# Supplied entries
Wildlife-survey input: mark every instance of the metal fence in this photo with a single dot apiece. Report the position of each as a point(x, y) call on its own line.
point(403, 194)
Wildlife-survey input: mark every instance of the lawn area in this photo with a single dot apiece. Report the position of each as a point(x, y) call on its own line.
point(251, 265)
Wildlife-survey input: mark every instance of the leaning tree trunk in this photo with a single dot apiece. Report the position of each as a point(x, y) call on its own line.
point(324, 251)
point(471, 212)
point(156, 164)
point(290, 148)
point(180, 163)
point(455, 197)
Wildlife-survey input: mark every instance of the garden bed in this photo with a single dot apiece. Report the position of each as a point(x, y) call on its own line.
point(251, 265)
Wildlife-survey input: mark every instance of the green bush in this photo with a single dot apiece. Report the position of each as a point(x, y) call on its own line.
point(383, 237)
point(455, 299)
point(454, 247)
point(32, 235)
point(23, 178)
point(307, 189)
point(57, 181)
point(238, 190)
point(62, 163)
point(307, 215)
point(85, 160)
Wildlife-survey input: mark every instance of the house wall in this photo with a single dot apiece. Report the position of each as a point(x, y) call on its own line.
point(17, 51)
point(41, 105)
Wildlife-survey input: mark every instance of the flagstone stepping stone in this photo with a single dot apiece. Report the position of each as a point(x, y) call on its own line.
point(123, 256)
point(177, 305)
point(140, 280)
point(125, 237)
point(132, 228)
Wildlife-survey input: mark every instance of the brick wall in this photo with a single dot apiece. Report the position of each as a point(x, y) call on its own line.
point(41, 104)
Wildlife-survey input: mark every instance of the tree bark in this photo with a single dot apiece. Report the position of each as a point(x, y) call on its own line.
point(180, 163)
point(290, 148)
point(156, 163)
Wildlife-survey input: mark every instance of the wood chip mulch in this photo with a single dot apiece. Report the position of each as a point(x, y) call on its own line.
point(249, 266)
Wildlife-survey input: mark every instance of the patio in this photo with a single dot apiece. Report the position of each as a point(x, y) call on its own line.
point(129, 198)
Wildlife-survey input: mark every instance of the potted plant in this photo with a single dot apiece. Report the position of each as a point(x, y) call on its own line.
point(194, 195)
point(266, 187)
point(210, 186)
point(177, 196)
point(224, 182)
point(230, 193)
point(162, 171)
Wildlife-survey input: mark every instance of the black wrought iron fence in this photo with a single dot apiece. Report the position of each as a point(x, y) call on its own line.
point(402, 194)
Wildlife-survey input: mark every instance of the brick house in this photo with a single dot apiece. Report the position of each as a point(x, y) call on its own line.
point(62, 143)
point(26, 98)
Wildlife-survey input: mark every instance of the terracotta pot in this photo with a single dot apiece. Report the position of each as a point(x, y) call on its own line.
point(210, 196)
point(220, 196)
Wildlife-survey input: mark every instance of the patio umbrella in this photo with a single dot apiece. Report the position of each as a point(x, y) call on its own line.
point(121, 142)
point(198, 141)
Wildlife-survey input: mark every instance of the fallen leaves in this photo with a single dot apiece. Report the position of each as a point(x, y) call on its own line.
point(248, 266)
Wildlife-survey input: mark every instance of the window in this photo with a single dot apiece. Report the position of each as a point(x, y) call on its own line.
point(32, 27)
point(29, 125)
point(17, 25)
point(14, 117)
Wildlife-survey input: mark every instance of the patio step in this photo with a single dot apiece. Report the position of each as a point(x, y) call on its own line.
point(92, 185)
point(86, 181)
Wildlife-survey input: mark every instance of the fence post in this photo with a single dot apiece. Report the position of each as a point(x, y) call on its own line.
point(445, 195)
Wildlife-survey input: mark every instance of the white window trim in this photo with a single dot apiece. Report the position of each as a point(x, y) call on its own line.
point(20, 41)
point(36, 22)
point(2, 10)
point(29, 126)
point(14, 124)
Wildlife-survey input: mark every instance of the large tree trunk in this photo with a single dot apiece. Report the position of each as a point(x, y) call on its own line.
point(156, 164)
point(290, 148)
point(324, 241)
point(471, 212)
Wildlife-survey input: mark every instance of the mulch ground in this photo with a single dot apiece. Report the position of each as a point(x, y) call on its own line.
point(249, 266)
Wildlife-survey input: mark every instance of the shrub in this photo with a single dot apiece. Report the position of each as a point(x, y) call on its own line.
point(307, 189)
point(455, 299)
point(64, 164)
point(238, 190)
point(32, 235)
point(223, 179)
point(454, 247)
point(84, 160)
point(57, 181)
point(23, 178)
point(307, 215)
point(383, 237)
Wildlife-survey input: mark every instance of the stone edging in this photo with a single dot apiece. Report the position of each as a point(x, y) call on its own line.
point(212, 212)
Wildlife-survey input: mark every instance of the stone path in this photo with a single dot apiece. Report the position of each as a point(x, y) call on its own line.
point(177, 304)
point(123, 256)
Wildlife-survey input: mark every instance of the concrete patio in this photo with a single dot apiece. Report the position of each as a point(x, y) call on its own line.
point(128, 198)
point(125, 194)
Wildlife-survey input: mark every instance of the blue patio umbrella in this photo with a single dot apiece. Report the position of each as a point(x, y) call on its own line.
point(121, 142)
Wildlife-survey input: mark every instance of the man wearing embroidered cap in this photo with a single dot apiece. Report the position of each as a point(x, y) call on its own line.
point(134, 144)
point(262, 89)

# What you should do
Update the records from the line that contains "Wildlife-survey input: mark every instance of the patio in" through the line that contains "point(402, 194)", changing "potted plant" to "container plant" and keeping everything else the same.

# Solution for this exercise
Wildlife-survey input: mark every instance of the patio in this photo with a single dot apiece. Report the position of each as a point(x, y) call on its own line.
point(129, 198)
Wildlife-survey input: mark every instance of the container plant in this photo with a single dot apiece. Report the position of each as a point(x, y) call on its own line.
point(194, 195)
point(266, 187)
point(210, 186)
point(177, 196)
point(224, 182)
point(230, 193)
point(162, 171)
Wildlife-survey input: mark every instance of the black wrought iron fence in this photo with a single dot apiece. Report the position of each as a point(x, y) call on its own line.
point(402, 194)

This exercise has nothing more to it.